And this, as I say, more or less works for me, as these thousand-plus words would seem to testify. It’s been many years forming up as a method, and if it saves you some time that’s great. If not, call it weird and flawed by all means; after all, I don’t have very much in print. But the words, it does make. Maybe for you also.

I should have read this the moment I got it, part VI


Part Three of Jennifer Davis’s and Michael McCormick’s The Long Morning of Medieval Europe is called ‘Representation and Reality on the Artistry of Early Medieval Literature’, and is one of the thicker and more enjoyable sections. That said, not very much of is actually about literature as such and I suspect that some of our more literature-based readers wouldn’t really recognise the approaches. What we have is Paul Dutton doing one of his curiosity vignettes by investigating what the (historical) sources are doing when they mention rains of blood, Joaquin Martínez Pizarro looking at the Historia Wambae‘s type-scenes and asking if there’s more to them than meets the motif index, and Jan Ziolkowski going through the Waltharius for weapons geekery and asking if this makes it easier to date. Then Danuta Shanzer adds a short review paper salting these with about a hundred other references to late Antique literature and her usual bracing elision of the distance between the medieval them and the reading us.1

The linking theme here is that they’re all basically asking, “can we believe this stuff?” You know, is it, fundamentally, historical, even if we have to go through contortions to get the facts out? This isn’t really a new direction to my mind, but the ways that they are attacking their texts possibly are. For example, Dutton quite quickly shows that there is actually reasonably good evidence for red rains in Europe and that they can mostly be put down to Saharan dust swept up by strong winds; his most recent example, albeit with only anecdotal evidence, is from Münster in 1992 (watch out Theo) and discerning use of that Famous Web Search Engine finds some pictures from someone that they claim were taken during such a storm in Greece. He then spends the rest of his short paper asking why the medieval people experiencing this took it so readily to be blood? He finds various texts in evidence of the idea that for almost all medieval thinkers (as usual Eriugena is an exception), and indeed the people at large, the weather was down to God, so that if something funny happened with it it must be for a reason and the question was merely one of what. He also however suggests that by the twelfth century it was more readily accepted that there might be less supernatural causes, and Shanzer questions this by saying that just because we have a lot of scholastics willing to consider such opinions doesn’t mean that non-élite belief altered so much.2

Martínez analyses the Historia Wambae as literature, but reckons that because it is actually deviating from the type-scenes it’s exploiting in some important ways, the real path of the events it describes lies underneath like lumps under a blanket (my simile, not his). Shanzer wonders whether the type-scenes of history and literature aren’t distinct, but I wonder more seriously whether one can apply this argument, which I use happily for charters—when they deviate from the formula there’s a reason—so easily for literature, where the reason is not going to be as simple as, ‘there really was a dovecote in the courtyard but they didn’t have any meadow’.3 In short, are we actually sure that Julian of Toledo was writing history not literature, I mean, was it even meant to be true? This question has been asked in other contexts lately by Magistra and the discussion there has obviously influenced where this one goes; as so often, her blog helps me think about this stuff, so thanks are due.
——————————
- Directive 1: Rewrite the records between the line containing "Keep to two rules. Tag each instance of the cheek" and the line containing "x=215 y=203", inclusive, as a numbered list with blank lines left out.
The text and the records are unrelated to each other.
——————————
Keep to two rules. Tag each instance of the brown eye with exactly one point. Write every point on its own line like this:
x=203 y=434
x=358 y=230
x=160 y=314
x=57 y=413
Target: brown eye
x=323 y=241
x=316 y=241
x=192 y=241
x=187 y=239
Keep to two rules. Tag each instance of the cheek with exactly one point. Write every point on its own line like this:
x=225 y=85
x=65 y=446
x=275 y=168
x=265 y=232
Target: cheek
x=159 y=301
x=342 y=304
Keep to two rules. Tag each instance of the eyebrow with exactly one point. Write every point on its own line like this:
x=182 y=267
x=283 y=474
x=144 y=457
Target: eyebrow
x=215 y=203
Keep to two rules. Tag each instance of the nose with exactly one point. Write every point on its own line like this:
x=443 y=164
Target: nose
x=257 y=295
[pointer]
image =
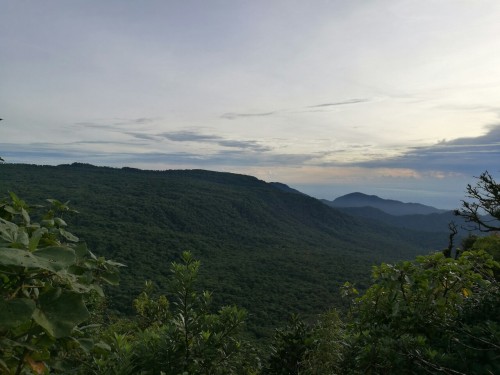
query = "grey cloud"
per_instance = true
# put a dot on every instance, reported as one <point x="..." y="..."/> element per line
<point x="250" y="145"/>
<point x="188" y="136"/>
<point x="468" y="156"/>
<point x="351" y="101"/>
<point x="231" y="116"/>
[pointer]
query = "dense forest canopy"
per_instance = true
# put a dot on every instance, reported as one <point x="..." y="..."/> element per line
<point x="436" y="313"/>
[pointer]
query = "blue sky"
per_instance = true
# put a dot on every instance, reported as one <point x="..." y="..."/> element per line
<point x="394" y="98"/>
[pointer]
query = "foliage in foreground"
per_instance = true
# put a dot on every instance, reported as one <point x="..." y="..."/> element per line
<point x="47" y="278"/>
<point x="181" y="336"/>
<point x="437" y="314"/>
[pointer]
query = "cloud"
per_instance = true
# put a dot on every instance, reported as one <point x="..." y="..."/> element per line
<point x="467" y="155"/>
<point x="192" y="136"/>
<point x="188" y="136"/>
<point x="351" y="101"/>
<point x="232" y="116"/>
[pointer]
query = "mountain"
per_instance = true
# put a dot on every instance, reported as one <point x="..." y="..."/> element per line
<point x="262" y="247"/>
<point x="392" y="207"/>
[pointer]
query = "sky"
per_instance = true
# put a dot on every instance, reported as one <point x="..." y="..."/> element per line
<point x="397" y="98"/>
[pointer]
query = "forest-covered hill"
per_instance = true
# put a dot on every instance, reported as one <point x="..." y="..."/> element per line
——————————
- Directive 2:
Answer these questions on the text about The Long Morning of Medieval Europe:
(a) According to Dutton, what can most red rains in Europe be put down to?
(b) Which work does Jan Ziolkowski go through for weapons geekery?
(c) Whose blog does the writer thank for helping him think about this material?

- Worked answer 1:
1. Keep to two rules. Tag each instance of the cheek with exactly one point. Write every point on its own line like this:
2. x=225 y=85
3. x=65 y=446
4. x=275 y=168
5. x=265 y=232
6. Target: cheek
7. x=159 y=301
8. x=342 y=304
9. Keep to two rules. Tag each instance of the eyebrow with exactly one point. Write every point on its own line like this:
10. x=182 y=267
11. x=283 y=474
12. x=144 y=457
13. Target: eyebrow
14. x=215 y=203

- Worked answer 2:
(a) Saharan dust swept up by strong winds.
(b) The Waltharius.
(c) Magistra's.